> TEXT BLOCK:
* * * * * * *
PRESBYTERIANS AND BAPTISTS.

NO ONE of the six Churches now at work in the Philippines showed greater foresight than the Presbyterian. In the promptness and wisdom of its action it set an example to all the Boards. Rev. James B. Rodgers was transferred from their work in Brazil after years of successful experience, and was enabled to enter upon his work with the Spanish language at his command, and with a thorough familiarity with the difficulties and weaknesses of work in Catholic countries. He arrived in Manila, April 21, 1899, with Mrs. Rodgers and their family. It is interesting to note the coincidence of his arrival with the first anniversary of the declaration of war against Spain. While Bishop Thoburn, of the Methodist Episcopal Church, was the first regularly-authorized appointee of a Missionary Society to visit the Islands and open work, the unique honor of being the first regularly-appointed, permanent missionary belongs to Mr. Rodgers. Within one month these workers were Joined by Rev. David S. Hibbard and wife. At the end of their first year they reported one Church organized, and services held semi-weekly in four places in Manila, with English-speaking services among soldiers and such others as cared to attend.
* * * * * * *
> DATASET RECORDS:
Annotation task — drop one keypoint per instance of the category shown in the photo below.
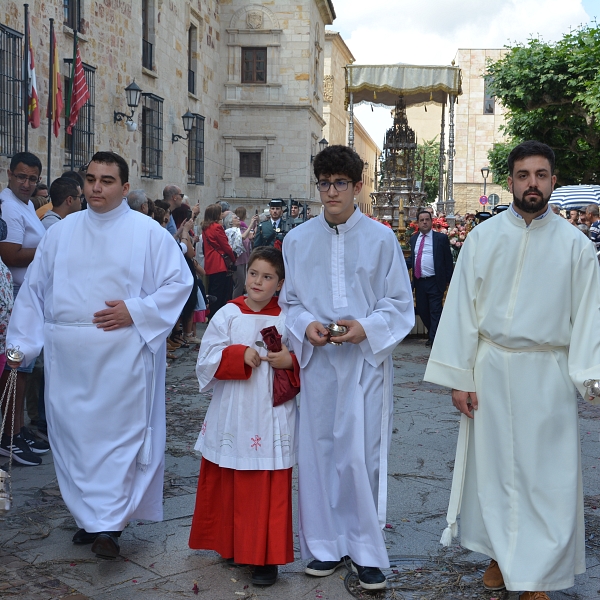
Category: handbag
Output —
(283, 388)
(229, 264)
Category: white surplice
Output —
(353, 271)
(242, 429)
(99, 383)
(520, 327)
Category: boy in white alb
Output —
(346, 268)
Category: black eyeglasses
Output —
(22, 178)
(341, 185)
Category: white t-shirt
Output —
(24, 228)
(427, 268)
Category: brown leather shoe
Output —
(492, 578)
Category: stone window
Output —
(196, 152)
(250, 164)
(80, 143)
(72, 14)
(489, 101)
(11, 121)
(254, 65)
(152, 126)
(148, 34)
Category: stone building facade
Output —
(251, 73)
(337, 56)
(478, 118)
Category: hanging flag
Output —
(79, 91)
(33, 110)
(55, 102)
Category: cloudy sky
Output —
(430, 31)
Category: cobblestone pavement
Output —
(38, 560)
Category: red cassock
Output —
(245, 515)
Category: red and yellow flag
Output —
(80, 92)
(55, 102)
(33, 110)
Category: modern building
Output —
(248, 75)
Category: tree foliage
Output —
(552, 94)
(429, 151)
(497, 159)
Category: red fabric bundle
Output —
(283, 388)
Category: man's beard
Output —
(531, 206)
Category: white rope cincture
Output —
(144, 456)
(458, 481)
(10, 393)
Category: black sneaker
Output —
(20, 451)
(370, 578)
(36, 445)
(264, 575)
(323, 568)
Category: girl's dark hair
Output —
(270, 255)
(181, 214)
(212, 214)
(338, 160)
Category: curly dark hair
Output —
(530, 148)
(271, 255)
(338, 160)
(112, 158)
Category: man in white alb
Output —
(346, 268)
(24, 232)
(104, 290)
(517, 337)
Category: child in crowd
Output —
(244, 499)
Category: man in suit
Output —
(272, 231)
(432, 265)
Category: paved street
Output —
(38, 560)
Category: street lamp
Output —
(322, 145)
(188, 124)
(133, 92)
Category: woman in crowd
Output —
(216, 246)
(182, 215)
(241, 263)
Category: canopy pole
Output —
(451, 153)
(440, 202)
(351, 122)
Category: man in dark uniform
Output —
(295, 218)
(432, 265)
(274, 228)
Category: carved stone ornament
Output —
(328, 88)
(254, 20)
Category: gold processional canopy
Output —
(418, 85)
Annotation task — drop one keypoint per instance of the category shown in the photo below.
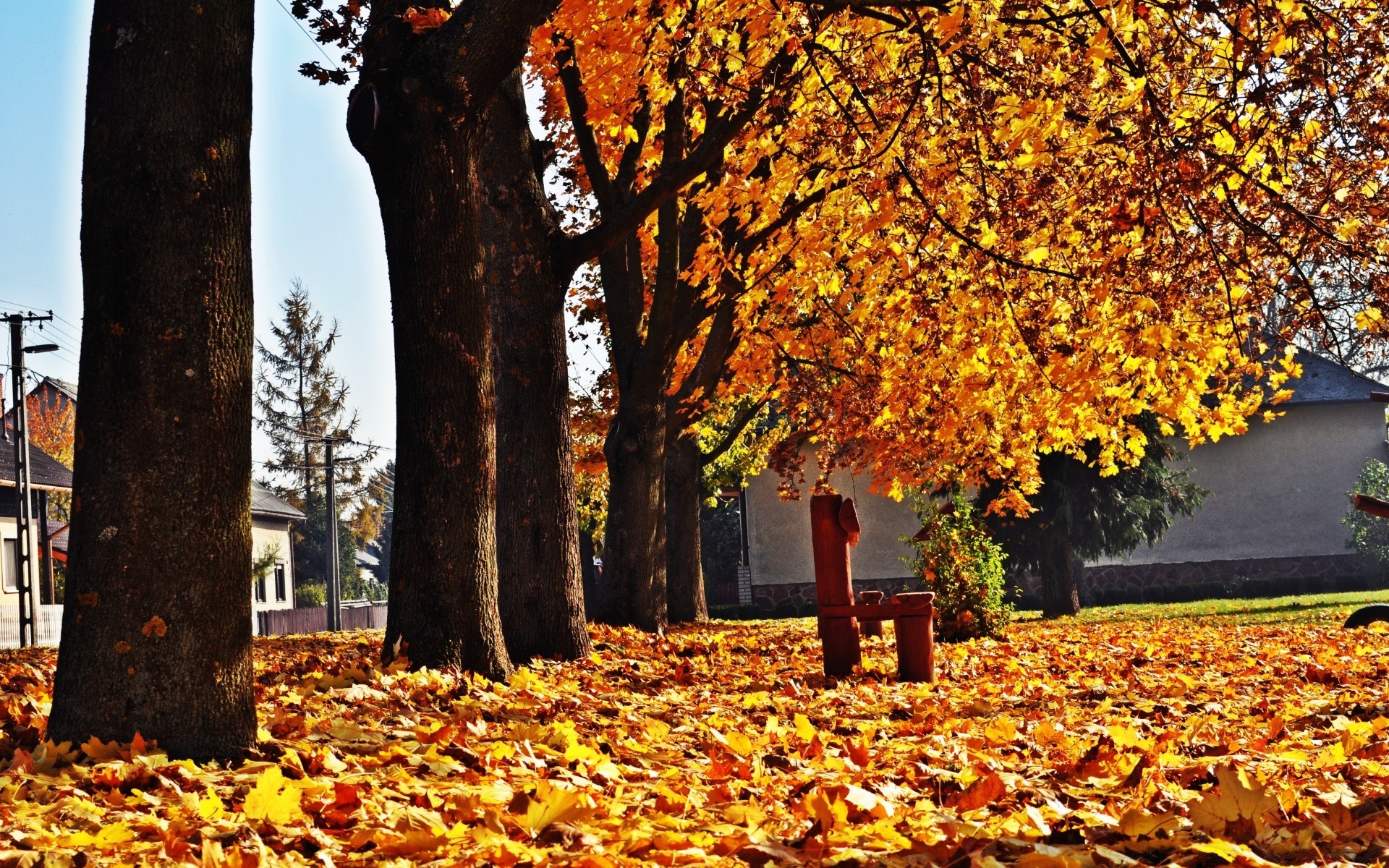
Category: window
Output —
(9, 569)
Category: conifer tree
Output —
(1082, 514)
(300, 399)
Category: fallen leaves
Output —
(1192, 742)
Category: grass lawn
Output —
(1246, 732)
(1331, 608)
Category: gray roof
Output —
(264, 502)
(1328, 382)
(45, 472)
(61, 385)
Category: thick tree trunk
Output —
(539, 581)
(443, 569)
(1059, 593)
(157, 626)
(684, 495)
(634, 550)
(590, 578)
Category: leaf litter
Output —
(1189, 742)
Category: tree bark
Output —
(634, 550)
(443, 569)
(157, 629)
(540, 584)
(1058, 574)
(418, 117)
(684, 564)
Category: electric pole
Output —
(22, 498)
(334, 575)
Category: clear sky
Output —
(314, 211)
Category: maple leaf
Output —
(1235, 807)
(425, 20)
(274, 799)
(982, 792)
(551, 804)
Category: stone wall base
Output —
(1273, 576)
(1120, 584)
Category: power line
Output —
(317, 45)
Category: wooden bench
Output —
(833, 528)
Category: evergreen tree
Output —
(299, 400)
(1081, 514)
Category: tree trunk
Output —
(590, 578)
(157, 629)
(634, 550)
(1059, 595)
(684, 493)
(443, 569)
(539, 581)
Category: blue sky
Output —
(314, 211)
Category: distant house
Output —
(1270, 525)
(46, 478)
(273, 524)
(271, 531)
(53, 392)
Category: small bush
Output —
(963, 566)
(310, 596)
(1370, 534)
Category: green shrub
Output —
(310, 596)
(1370, 534)
(963, 566)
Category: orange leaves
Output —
(425, 20)
(1064, 745)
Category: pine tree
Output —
(299, 400)
(1081, 514)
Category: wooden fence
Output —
(51, 625)
(286, 621)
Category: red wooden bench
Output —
(833, 528)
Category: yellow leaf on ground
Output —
(273, 799)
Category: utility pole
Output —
(335, 597)
(24, 501)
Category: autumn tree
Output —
(671, 291)
(157, 629)
(427, 77)
(1081, 514)
(708, 451)
(52, 428)
(381, 39)
(1092, 211)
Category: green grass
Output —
(1302, 608)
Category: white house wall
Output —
(1275, 492)
(51, 617)
(273, 534)
(778, 532)
(1278, 490)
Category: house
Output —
(273, 524)
(1271, 522)
(53, 392)
(46, 478)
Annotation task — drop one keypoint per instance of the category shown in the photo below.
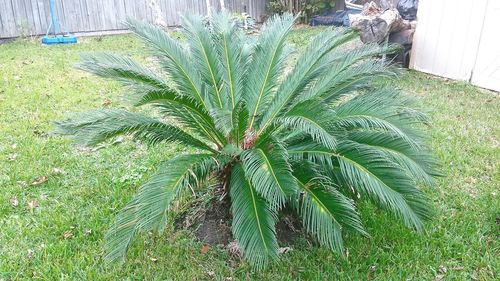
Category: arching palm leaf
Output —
(312, 137)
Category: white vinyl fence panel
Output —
(459, 39)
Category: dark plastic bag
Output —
(408, 9)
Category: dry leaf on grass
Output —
(13, 201)
(40, 180)
(58, 171)
(22, 183)
(67, 234)
(284, 250)
(204, 249)
(12, 157)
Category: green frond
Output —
(312, 117)
(323, 209)
(204, 57)
(267, 61)
(93, 127)
(418, 162)
(375, 110)
(148, 208)
(253, 221)
(268, 169)
(173, 57)
(307, 68)
(349, 70)
(230, 43)
(239, 122)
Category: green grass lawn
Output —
(55, 230)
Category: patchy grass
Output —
(61, 238)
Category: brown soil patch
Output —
(212, 224)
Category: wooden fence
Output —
(32, 17)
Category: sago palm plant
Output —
(315, 135)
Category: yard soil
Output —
(212, 224)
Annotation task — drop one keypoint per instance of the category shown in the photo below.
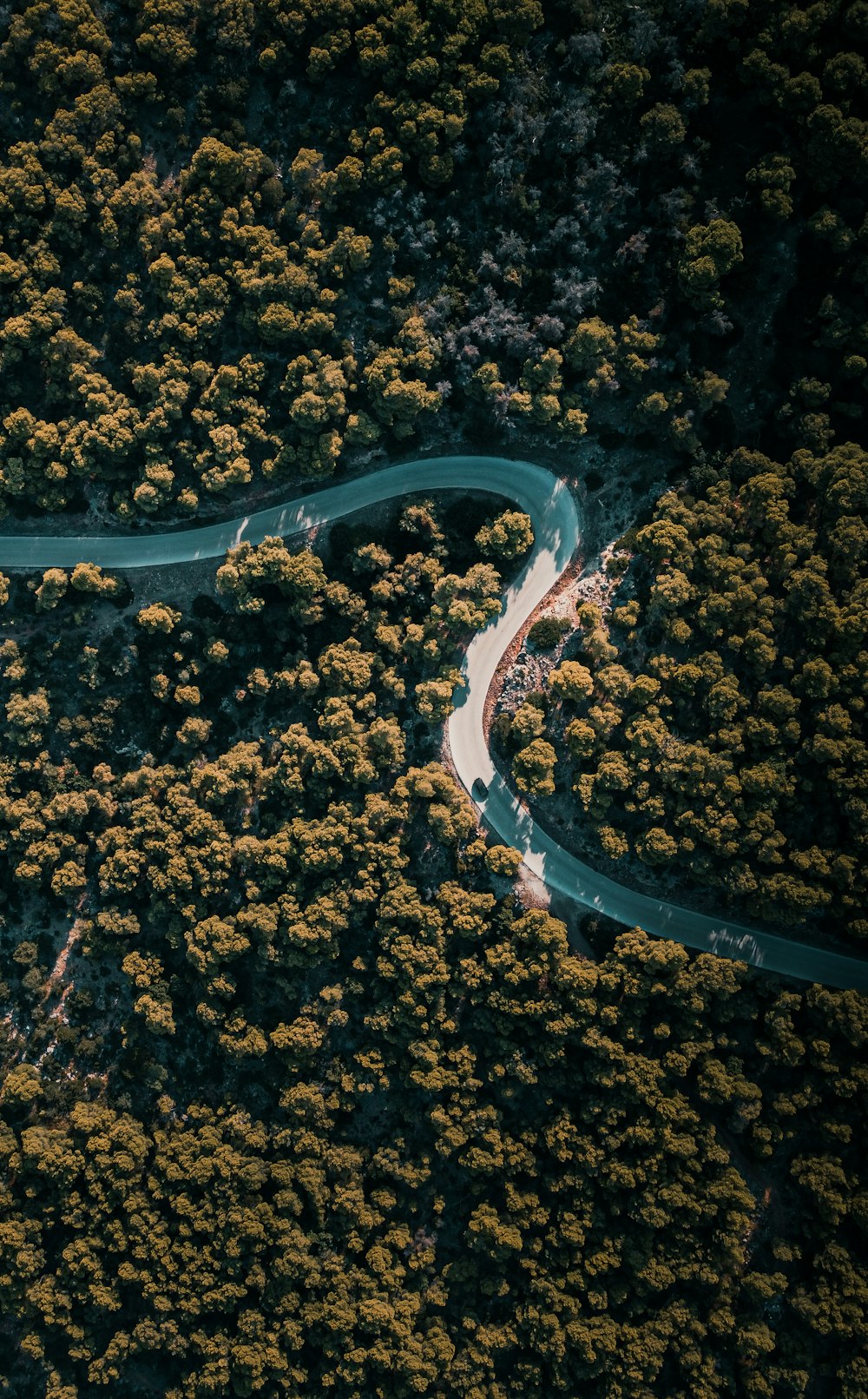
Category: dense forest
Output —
(298, 1090)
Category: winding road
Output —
(556, 521)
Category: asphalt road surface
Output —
(556, 519)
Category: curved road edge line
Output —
(556, 535)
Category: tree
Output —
(534, 769)
(508, 536)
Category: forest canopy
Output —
(299, 1089)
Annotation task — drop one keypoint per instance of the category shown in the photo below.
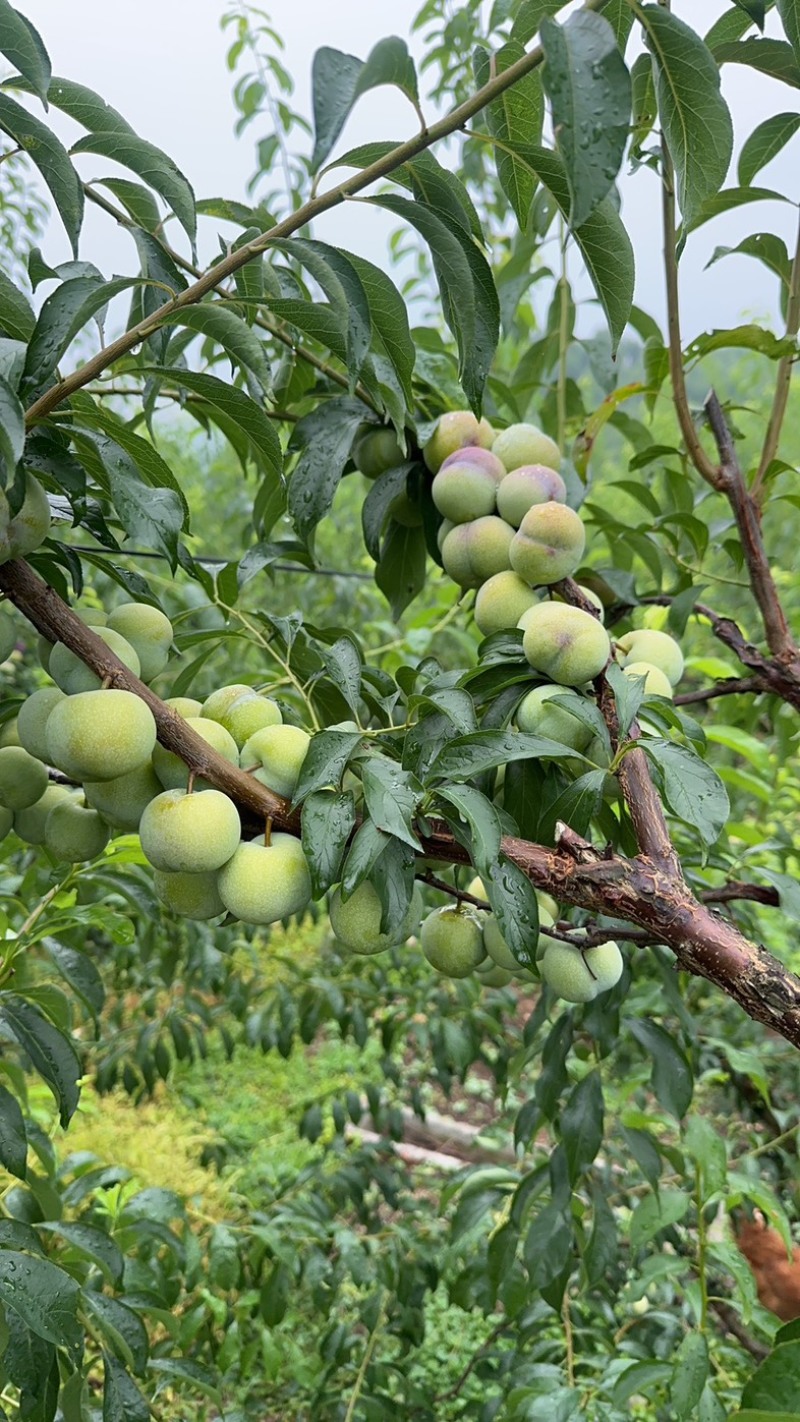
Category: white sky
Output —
(161, 63)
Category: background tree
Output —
(253, 450)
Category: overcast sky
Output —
(161, 63)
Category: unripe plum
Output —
(375, 451)
(526, 487)
(274, 755)
(247, 714)
(98, 735)
(539, 715)
(549, 543)
(456, 430)
(579, 977)
(30, 525)
(189, 834)
(357, 920)
(466, 488)
(655, 647)
(23, 779)
(473, 552)
(73, 674)
(265, 883)
(74, 832)
(502, 602)
(657, 684)
(564, 643)
(219, 700)
(149, 633)
(452, 942)
(191, 896)
(30, 824)
(124, 799)
(174, 772)
(31, 720)
(526, 444)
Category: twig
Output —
(782, 381)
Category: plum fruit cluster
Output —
(121, 779)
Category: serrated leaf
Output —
(324, 437)
(22, 46)
(121, 1397)
(218, 323)
(13, 1139)
(765, 142)
(672, 1080)
(16, 313)
(50, 1051)
(581, 1124)
(516, 118)
(590, 93)
(328, 819)
(691, 788)
(44, 1297)
(391, 798)
(466, 287)
(51, 159)
(694, 114)
(12, 432)
(151, 165)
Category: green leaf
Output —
(691, 788)
(13, 1139)
(151, 165)
(326, 761)
(516, 907)
(12, 432)
(95, 1244)
(218, 323)
(581, 1124)
(50, 1051)
(466, 286)
(482, 819)
(121, 1398)
(765, 142)
(776, 59)
(655, 1213)
(775, 1382)
(324, 437)
(51, 159)
(20, 44)
(482, 751)
(334, 77)
(789, 12)
(391, 798)
(590, 94)
(402, 566)
(530, 16)
(672, 1080)
(691, 1372)
(328, 819)
(343, 286)
(694, 114)
(513, 118)
(43, 1296)
(16, 313)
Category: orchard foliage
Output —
(552, 814)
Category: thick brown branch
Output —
(311, 209)
(748, 521)
(635, 890)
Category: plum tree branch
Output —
(311, 209)
(635, 890)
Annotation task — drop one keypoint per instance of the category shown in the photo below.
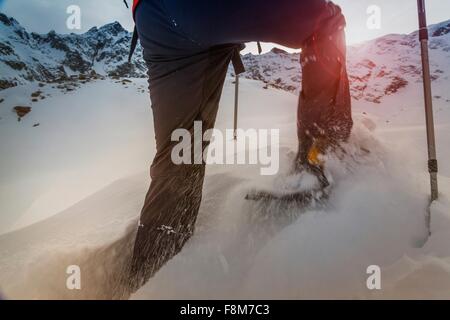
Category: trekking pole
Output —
(432, 161)
(236, 105)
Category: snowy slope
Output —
(376, 214)
(53, 57)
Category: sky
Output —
(396, 16)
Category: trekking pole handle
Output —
(432, 162)
(423, 31)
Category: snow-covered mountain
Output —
(377, 68)
(53, 57)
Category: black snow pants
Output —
(188, 45)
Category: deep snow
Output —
(88, 160)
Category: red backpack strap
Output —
(135, 4)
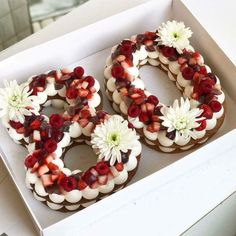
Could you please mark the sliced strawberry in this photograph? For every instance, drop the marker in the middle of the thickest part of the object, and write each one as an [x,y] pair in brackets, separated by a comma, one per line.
[94,185]
[102,179]
[36,136]
[114,171]
[83,122]
[52,167]
[35,124]
[83,92]
[150,108]
[81,185]
[182,60]
[43,170]
[119,166]
[47,180]
[84,84]
[54,177]
[21,130]
[155,118]
[139,101]
[49,159]
[135,95]
[85,114]
[35,167]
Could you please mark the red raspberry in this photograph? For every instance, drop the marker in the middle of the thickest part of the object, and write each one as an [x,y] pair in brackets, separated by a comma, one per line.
[153,99]
[71,93]
[188,73]
[134,111]
[168,51]
[56,121]
[30,161]
[68,183]
[207,111]
[206,85]
[78,72]
[117,71]
[215,106]
[202,125]
[50,145]
[102,168]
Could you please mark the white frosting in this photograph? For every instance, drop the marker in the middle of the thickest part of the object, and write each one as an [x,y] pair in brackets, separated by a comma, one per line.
[116,97]
[123,108]
[107,72]
[38,198]
[72,207]
[122,177]
[182,81]
[54,206]
[174,67]
[50,90]
[163,59]
[73,196]
[135,122]
[211,123]
[75,130]
[65,140]
[108,187]
[163,140]
[89,193]
[58,103]
[57,198]
[150,135]
[166,149]
[182,141]
[39,188]
[153,62]
[132,163]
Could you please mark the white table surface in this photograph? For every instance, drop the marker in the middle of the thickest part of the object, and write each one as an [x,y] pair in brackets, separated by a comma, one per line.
[14,219]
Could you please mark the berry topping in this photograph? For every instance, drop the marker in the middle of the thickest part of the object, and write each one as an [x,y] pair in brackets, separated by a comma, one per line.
[30,161]
[56,121]
[188,73]
[89,178]
[153,99]
[71,93]
[68,183]
[207,111]
[50,145]
[202,125]
[215,105]
[78,72]
[134,111]
[35,124]
[90,80]
[168,51]
[117,71]
[102,168]
[15,125]
[206,85]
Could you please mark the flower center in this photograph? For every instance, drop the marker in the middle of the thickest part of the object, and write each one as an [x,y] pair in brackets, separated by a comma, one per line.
[180,123]
[15,101]
[113,138]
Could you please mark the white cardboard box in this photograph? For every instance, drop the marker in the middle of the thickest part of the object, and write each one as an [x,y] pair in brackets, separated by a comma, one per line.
[165,198]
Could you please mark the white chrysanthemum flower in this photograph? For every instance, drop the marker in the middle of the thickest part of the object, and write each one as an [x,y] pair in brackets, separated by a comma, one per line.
[181,118]
[174,34]
[16,102]
[113,137]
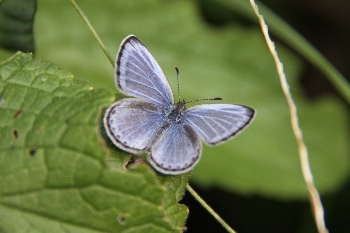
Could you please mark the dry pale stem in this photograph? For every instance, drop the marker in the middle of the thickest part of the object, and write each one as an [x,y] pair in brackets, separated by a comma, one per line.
[303,154]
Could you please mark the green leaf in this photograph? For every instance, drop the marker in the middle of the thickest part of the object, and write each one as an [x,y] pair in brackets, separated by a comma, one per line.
[57,174]
[16,24]
[233,63]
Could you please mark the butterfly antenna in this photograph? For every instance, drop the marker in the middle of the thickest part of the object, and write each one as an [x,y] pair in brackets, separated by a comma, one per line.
[178,83]
[217,98]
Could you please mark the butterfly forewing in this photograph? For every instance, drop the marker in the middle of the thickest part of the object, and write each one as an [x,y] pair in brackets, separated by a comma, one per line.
[132,123]
[138,74]
[217,123]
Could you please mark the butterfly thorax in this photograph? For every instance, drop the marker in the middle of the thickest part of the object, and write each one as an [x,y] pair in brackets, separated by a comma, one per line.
[176,112]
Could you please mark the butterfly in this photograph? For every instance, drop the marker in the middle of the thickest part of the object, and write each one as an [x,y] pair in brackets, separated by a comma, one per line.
[152,122]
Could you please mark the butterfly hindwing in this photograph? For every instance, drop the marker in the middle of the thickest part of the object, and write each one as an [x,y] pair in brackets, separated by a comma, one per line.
[177,152]
[216,123]
[138,74]
[131,123]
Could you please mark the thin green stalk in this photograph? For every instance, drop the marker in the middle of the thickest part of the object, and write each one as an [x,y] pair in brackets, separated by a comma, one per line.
[209,209]
[92,30]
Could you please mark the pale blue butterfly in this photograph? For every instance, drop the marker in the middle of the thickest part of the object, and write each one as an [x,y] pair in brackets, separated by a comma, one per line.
[152,122]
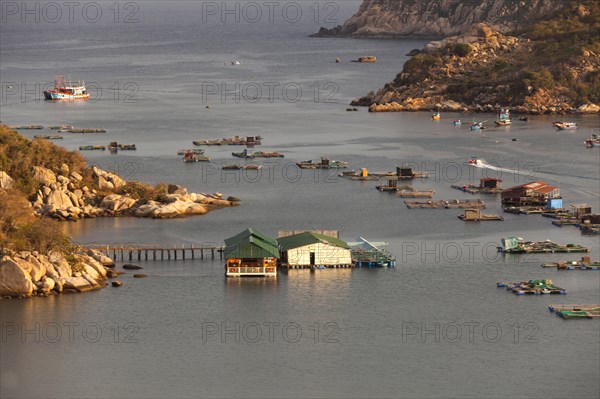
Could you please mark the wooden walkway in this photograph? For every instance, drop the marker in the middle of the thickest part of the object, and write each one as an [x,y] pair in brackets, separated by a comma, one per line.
[140,252]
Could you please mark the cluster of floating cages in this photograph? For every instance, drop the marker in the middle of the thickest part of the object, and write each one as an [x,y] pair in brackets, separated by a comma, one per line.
[583,264]
[532,287]
[543,247]
[575,311]
[236,140]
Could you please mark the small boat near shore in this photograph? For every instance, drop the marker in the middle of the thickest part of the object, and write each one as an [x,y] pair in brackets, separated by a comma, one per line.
[362,176]
[242,167]
[190,157]
[503,118]
[64,90]
[28,127]
[92,148]
[196,151]
[114,147]
[566,125]
[249,141]
[477,126]
[85,131]
[325,163]
[593,141]
[45,137]
[61,127]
* * * * * * *
> TASK DETAILS:
Reproduce the full passage on the early Presbyterian mission in the Philippines word for word, from its heading through its final sentence.

> THE SOLUTION:
PRESBYTERIANS AND BAPTISTS.

NO ONE of the six Churches now at work in the Philippines showed greater foresight than the Presbyterian. In the promptness and wisdom of its action it set an example to all the Boards. Rev. James B. Rodgers was transferred from their work in Brazil after years of successful experience, and was enabled to enter upon his work with the Spanish language at his command, and with a thorough familiarity with the difficulties and weaknesses of work in Catholic countries. He arrived in Manila, April 21, 1899, with Mrs. Rodgers and their family. It is interesting to note the coincidence of his arrival with the first anniversary of the declaration of war against Spain. While Bishop Thoburn, of the Methodist Episcopal Church, was the first regularly-authorized appointee of a Missionary Society to visit the Islands and open work, the unique honor of being the first regularly-appointed, permanent missionary belongs to Mr. Rodgers. Within one month these workers were Joined by Rev. David S. Hibbard and wife. At the end of their first year they reported one Church organized, and services held semi-weekly in four places in Manila, with English-speaking services among soldiers and such others as cared to attend.